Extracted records

========================================

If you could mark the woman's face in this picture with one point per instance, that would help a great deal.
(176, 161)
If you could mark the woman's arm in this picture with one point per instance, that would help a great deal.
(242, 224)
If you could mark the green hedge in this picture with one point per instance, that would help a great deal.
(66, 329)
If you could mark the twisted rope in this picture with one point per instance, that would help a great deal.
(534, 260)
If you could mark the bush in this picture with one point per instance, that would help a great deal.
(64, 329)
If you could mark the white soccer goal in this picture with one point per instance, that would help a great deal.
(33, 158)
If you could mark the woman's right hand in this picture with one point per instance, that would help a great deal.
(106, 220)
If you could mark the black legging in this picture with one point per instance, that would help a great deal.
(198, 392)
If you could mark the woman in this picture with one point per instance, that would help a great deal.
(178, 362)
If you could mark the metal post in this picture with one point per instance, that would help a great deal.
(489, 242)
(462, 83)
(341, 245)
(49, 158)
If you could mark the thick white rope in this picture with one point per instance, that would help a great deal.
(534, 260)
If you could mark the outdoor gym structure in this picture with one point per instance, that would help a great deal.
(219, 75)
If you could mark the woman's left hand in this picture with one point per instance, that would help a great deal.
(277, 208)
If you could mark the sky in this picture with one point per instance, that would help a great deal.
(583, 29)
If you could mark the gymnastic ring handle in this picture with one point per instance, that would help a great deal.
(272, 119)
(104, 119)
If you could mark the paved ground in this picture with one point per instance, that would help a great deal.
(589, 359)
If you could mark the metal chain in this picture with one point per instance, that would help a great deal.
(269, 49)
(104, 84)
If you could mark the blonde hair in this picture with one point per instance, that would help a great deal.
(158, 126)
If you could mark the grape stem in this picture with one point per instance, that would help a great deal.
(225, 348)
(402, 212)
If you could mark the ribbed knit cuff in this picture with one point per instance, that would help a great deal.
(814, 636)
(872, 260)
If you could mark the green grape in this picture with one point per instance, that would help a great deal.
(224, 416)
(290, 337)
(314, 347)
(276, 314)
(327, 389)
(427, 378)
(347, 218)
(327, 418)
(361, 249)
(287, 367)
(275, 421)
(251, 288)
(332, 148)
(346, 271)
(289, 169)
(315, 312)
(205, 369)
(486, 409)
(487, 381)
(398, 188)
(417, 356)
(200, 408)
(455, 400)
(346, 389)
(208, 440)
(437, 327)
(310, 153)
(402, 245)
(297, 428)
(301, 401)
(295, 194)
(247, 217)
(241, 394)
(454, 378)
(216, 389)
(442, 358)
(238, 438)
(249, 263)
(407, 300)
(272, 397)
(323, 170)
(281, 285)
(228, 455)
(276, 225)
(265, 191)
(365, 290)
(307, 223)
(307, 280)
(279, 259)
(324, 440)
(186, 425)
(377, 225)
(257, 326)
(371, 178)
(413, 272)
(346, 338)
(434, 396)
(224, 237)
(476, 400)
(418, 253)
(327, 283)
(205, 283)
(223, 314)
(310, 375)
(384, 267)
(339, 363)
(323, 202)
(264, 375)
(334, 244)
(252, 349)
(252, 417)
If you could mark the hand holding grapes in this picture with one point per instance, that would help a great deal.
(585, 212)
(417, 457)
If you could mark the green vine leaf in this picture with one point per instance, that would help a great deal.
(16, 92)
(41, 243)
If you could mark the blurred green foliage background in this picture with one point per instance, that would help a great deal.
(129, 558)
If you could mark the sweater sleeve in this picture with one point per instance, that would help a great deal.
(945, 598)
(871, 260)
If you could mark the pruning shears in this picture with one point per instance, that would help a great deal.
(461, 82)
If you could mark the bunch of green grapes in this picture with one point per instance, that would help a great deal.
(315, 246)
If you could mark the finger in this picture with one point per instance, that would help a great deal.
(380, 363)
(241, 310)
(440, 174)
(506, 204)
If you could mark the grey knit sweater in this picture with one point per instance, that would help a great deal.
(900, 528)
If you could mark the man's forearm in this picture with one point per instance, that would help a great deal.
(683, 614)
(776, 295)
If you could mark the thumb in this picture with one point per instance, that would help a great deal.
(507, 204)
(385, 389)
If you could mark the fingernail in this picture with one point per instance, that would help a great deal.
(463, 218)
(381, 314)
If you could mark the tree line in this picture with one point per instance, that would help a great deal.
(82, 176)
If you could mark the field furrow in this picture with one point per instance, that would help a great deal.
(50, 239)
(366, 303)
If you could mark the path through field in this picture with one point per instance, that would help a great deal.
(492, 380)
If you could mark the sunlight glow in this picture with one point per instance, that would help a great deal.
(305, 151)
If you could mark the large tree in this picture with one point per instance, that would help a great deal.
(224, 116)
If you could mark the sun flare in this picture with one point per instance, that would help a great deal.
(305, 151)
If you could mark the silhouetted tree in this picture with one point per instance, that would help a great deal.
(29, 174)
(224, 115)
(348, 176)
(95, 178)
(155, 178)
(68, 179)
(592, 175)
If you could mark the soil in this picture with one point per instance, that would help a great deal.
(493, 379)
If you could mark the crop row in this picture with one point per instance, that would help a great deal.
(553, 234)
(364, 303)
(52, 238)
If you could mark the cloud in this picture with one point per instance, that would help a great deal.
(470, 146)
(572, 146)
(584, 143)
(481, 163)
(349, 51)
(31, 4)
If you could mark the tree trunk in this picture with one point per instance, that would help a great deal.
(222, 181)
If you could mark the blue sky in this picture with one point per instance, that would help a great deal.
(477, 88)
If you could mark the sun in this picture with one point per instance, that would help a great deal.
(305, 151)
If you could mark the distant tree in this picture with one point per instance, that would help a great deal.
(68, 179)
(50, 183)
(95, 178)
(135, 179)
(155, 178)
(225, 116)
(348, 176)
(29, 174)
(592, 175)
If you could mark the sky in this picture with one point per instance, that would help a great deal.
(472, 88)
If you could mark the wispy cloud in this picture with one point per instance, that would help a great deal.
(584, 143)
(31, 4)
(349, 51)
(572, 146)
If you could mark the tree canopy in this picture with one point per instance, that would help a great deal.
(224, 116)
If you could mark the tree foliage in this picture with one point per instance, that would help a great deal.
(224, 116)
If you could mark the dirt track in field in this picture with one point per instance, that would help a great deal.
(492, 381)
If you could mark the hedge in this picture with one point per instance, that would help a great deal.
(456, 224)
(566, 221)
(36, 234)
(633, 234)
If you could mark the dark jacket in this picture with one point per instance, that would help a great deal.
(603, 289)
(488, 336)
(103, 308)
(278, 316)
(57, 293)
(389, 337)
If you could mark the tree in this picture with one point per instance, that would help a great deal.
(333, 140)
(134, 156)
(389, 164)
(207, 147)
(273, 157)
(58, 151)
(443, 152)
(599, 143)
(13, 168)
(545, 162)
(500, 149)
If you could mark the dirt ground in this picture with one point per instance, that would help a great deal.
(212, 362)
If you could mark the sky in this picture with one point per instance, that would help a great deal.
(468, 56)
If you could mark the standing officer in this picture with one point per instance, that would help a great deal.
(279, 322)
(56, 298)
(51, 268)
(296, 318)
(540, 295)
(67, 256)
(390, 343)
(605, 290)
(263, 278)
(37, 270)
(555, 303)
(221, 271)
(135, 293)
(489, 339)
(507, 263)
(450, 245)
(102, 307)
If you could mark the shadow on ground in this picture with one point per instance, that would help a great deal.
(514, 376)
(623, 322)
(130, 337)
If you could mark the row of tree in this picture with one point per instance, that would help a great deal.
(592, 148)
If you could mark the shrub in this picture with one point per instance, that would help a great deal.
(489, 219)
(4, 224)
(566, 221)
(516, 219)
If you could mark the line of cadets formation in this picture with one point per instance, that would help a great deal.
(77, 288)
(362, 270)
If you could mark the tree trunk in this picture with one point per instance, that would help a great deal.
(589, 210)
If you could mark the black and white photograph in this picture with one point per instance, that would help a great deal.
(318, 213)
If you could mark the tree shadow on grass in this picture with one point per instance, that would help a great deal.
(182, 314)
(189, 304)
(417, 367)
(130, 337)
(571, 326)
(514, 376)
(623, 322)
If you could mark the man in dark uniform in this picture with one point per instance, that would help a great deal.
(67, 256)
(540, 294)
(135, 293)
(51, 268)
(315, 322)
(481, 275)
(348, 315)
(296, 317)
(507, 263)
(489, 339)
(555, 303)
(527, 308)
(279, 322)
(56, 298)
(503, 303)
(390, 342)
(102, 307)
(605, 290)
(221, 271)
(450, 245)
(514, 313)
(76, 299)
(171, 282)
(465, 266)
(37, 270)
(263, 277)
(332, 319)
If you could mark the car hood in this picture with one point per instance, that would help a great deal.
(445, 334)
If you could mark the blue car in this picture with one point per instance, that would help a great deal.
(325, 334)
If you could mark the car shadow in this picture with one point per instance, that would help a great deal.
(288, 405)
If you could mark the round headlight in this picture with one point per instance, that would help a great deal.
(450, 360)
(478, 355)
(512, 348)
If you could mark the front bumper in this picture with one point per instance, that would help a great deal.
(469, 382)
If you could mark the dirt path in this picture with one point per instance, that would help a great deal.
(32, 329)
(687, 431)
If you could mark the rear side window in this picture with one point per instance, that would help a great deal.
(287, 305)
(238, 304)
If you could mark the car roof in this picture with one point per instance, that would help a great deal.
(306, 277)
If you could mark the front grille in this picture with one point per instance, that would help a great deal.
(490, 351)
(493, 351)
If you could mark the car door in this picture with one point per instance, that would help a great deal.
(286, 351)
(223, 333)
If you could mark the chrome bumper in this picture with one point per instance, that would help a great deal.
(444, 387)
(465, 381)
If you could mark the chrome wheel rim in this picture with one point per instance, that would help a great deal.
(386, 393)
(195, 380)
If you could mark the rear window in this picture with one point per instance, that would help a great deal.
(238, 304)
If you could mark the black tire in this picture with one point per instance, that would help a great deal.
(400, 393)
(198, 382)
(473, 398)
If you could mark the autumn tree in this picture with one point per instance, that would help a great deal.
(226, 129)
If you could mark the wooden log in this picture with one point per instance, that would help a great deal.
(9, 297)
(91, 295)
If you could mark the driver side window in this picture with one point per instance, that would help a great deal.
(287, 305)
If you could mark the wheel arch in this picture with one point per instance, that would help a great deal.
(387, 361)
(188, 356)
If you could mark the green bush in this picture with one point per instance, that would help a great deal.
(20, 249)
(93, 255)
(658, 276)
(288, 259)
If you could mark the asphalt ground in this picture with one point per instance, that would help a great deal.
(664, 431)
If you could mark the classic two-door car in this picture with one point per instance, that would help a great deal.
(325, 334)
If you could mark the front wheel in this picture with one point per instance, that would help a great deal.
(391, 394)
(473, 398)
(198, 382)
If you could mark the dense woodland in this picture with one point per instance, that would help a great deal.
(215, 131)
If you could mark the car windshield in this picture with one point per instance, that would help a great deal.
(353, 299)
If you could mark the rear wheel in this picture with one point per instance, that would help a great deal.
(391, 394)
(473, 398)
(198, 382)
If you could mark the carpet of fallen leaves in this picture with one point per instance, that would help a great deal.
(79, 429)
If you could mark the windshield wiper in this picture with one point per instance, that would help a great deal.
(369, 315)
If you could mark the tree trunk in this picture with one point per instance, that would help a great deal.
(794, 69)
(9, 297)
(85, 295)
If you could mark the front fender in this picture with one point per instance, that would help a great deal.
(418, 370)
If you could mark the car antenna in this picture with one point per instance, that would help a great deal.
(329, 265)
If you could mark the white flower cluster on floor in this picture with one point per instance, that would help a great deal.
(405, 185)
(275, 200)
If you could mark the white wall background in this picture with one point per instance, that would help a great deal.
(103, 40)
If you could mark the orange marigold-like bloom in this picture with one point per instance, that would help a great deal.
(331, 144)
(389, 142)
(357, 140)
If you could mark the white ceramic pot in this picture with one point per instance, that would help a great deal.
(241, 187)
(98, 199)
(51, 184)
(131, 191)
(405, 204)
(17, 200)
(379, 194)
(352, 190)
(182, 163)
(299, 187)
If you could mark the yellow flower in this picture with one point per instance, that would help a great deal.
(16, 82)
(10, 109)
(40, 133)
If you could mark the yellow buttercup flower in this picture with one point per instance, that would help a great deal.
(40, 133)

========================================

Work instruction - Retype exactly, and only, the lines that run from the one with "If you could mark the white flower" through the final line of the entries.

Output of the task -
If you could mark the white flower cluster on floor in this picture with one point per instance, that would help a great deal.
(405, 185)
(275, 200)
If you could mark the white wall background in this picture with one point per instance, that would help a great deal.
(103, 40)
If you could mark the orange marigold-like bloom in this picture with one point per instance, that would help a great deal.
(331, 144)
(389, 142)
(357, 140)
If you could mark the white ceramic pot in this picture with one point per instance, that would help a great deal.
(241, 187)
(98, 199)
(51, 184)
(131, 191)
(405, 204)
(17, 200)
(379, 194)
(352, 190)
(182, 163)
(299, 187)
If you could mark the yellow flower in this picture with one point per instance, that would help a great deal.
(16, 82)
(10, 109)
(40, 133)
If you could mark the yellow buttercup flower in this picture with one point per instance, that would help a great deal.
(40, 133)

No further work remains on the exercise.